» ASSIGNMENT
Tally up the lines below containing the string "tree", then write the number alone.

» RECORDS SHOWN

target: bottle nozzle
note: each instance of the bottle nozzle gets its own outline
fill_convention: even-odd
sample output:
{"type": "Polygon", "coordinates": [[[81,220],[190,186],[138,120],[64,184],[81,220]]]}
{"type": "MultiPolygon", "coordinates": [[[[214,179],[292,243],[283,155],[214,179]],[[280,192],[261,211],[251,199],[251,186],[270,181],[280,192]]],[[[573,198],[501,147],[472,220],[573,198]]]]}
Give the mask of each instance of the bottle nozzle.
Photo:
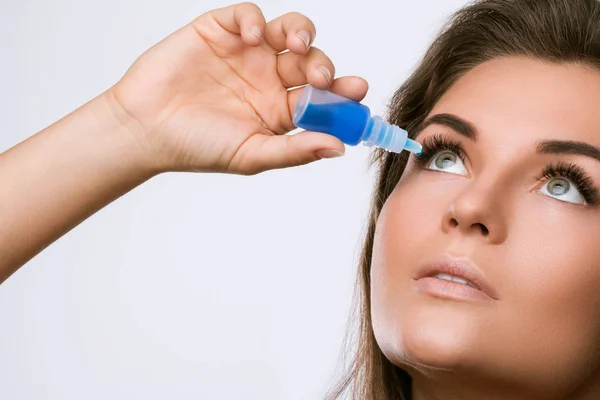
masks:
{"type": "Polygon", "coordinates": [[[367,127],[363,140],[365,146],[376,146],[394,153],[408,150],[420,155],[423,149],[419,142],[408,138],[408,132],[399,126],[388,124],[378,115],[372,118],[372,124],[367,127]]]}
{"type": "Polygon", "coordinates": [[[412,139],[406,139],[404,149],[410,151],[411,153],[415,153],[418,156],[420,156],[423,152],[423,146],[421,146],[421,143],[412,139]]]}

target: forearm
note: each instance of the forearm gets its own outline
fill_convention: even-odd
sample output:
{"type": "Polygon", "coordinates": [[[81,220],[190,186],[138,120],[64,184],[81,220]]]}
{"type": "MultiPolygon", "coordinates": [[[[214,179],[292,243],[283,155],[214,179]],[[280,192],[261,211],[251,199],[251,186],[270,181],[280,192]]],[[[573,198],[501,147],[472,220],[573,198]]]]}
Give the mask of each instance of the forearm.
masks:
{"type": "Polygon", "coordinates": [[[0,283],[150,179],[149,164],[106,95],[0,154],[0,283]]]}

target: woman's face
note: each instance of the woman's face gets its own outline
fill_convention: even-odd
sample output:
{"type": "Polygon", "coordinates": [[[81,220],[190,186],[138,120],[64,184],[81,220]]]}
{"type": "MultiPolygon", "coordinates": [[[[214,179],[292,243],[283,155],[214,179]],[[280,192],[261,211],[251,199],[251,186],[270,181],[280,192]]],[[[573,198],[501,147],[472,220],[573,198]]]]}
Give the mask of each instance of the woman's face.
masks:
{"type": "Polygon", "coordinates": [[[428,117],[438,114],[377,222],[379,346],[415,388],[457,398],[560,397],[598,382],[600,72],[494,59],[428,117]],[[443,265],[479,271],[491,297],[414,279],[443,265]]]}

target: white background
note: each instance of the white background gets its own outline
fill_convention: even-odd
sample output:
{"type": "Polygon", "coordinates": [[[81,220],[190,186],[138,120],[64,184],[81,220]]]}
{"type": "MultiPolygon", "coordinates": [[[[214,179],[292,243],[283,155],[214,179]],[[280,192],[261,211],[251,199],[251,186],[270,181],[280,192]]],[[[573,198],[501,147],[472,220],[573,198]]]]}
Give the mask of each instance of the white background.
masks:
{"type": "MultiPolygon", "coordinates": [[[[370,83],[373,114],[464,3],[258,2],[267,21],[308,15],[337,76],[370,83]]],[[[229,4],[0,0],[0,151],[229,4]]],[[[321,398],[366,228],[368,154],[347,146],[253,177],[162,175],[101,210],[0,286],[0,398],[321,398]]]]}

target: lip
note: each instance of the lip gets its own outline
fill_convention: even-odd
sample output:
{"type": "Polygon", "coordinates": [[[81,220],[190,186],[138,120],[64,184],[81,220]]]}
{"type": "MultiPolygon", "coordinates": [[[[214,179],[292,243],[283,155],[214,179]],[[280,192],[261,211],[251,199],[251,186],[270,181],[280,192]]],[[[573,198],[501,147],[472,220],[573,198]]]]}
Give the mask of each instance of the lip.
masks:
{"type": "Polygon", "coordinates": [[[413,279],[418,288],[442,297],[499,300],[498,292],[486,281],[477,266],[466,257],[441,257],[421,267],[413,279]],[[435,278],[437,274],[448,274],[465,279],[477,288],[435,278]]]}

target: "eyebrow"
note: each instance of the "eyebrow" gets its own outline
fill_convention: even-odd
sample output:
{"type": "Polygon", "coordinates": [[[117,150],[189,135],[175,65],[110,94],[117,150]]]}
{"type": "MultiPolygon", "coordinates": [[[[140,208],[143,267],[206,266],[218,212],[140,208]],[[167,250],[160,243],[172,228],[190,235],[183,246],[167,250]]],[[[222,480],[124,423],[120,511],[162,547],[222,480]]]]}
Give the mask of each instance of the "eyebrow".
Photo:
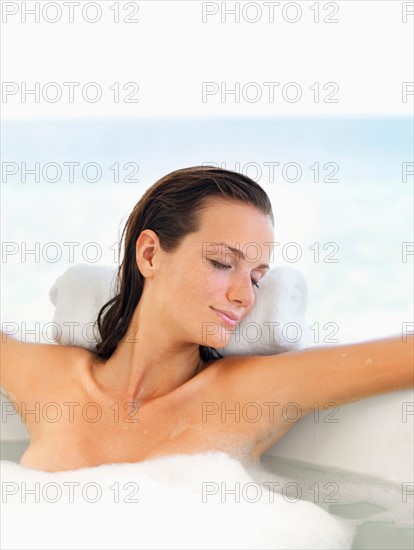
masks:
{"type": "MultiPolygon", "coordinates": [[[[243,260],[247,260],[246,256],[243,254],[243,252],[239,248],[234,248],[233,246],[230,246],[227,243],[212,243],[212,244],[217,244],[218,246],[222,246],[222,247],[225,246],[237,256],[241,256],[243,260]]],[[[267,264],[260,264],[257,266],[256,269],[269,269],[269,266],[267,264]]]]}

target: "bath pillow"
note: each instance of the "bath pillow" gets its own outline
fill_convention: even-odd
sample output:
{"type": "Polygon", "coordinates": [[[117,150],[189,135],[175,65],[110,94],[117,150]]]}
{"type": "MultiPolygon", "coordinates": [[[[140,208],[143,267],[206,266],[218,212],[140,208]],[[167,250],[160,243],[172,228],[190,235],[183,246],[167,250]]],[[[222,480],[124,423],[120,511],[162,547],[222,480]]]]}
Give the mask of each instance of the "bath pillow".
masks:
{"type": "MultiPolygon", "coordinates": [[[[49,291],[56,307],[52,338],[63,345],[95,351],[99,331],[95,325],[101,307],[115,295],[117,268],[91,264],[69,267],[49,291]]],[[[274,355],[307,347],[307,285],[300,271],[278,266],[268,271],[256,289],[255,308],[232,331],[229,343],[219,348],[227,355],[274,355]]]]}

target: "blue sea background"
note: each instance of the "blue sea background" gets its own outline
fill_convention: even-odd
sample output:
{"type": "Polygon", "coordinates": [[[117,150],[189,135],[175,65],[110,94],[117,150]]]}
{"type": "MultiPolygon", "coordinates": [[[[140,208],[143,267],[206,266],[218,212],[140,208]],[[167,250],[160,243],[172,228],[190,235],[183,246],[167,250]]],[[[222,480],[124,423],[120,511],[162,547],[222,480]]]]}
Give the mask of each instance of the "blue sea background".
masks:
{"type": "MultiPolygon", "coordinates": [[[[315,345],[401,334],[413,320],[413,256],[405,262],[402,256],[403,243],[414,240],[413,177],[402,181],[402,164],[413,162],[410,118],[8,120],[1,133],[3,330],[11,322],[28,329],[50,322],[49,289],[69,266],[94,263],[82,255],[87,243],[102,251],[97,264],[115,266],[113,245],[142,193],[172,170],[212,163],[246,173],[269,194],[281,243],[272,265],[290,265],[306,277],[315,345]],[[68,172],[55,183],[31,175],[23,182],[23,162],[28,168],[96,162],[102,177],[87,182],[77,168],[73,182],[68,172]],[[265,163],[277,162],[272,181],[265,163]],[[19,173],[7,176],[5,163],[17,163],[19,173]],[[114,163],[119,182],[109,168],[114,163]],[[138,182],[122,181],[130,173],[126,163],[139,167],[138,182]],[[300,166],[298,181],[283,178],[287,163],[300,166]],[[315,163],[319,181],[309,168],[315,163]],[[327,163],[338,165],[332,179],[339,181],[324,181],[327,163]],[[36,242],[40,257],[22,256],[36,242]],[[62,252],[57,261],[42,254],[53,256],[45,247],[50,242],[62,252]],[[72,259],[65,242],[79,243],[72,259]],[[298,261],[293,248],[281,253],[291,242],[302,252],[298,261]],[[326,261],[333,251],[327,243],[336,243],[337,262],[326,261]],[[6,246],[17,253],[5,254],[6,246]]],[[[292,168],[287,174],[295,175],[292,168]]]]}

...

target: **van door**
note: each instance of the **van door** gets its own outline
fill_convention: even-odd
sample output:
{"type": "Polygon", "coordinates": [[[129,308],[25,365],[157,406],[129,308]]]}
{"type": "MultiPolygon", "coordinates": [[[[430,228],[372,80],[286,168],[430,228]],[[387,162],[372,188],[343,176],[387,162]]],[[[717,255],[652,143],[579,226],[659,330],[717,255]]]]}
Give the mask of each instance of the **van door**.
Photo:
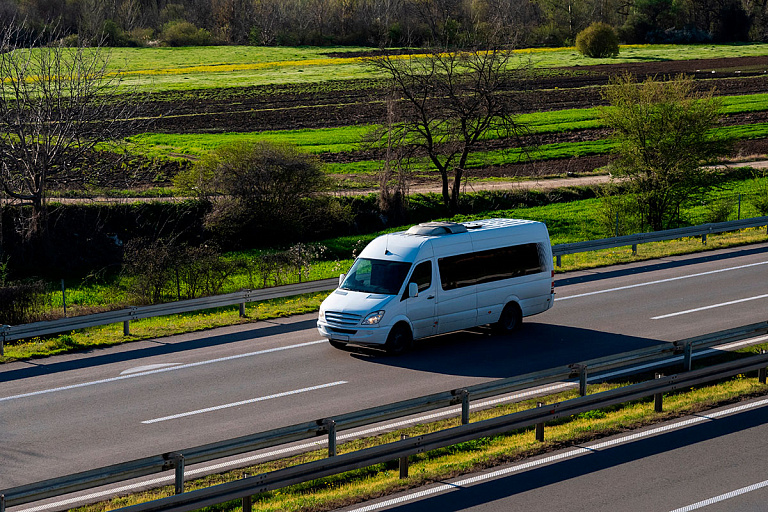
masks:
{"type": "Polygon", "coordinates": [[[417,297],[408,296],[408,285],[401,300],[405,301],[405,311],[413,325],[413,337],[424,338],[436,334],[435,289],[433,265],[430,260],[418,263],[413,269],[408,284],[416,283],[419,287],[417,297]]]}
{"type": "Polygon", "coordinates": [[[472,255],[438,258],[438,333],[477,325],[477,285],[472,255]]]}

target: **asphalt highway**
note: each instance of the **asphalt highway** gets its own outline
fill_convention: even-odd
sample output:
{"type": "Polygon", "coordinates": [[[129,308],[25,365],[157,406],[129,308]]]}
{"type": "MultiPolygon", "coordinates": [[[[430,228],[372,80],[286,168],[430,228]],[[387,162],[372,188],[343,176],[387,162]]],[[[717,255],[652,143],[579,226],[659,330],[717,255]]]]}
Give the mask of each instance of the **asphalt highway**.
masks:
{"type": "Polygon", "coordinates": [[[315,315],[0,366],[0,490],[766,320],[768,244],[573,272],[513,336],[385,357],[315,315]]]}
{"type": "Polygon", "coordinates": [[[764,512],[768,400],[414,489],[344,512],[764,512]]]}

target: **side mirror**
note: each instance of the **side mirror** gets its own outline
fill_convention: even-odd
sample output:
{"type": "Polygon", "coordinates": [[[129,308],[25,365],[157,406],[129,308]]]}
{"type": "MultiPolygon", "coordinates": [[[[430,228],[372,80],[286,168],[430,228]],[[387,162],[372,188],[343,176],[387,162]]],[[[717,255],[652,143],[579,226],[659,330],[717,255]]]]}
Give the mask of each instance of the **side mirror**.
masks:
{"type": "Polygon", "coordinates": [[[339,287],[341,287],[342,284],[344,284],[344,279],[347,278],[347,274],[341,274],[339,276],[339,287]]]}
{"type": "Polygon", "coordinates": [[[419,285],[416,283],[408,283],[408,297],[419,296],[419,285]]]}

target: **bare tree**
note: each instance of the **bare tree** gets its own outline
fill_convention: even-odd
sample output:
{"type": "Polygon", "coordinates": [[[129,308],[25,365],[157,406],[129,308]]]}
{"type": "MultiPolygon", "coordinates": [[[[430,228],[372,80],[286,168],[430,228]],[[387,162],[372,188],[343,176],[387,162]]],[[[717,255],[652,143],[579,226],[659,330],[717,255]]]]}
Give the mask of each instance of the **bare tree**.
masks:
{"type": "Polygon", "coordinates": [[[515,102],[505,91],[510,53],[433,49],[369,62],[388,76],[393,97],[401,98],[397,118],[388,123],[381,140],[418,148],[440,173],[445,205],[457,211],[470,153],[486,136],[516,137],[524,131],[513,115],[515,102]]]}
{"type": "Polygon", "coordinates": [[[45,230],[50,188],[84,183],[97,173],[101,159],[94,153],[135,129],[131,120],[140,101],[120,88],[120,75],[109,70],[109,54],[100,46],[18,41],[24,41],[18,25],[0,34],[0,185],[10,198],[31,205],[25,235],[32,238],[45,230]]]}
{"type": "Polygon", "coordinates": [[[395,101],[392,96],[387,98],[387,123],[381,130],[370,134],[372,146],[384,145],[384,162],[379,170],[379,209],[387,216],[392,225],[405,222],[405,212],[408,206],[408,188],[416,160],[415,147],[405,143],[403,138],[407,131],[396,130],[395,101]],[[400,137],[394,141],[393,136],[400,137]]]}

» ANSWER TO THE PROBLEM
3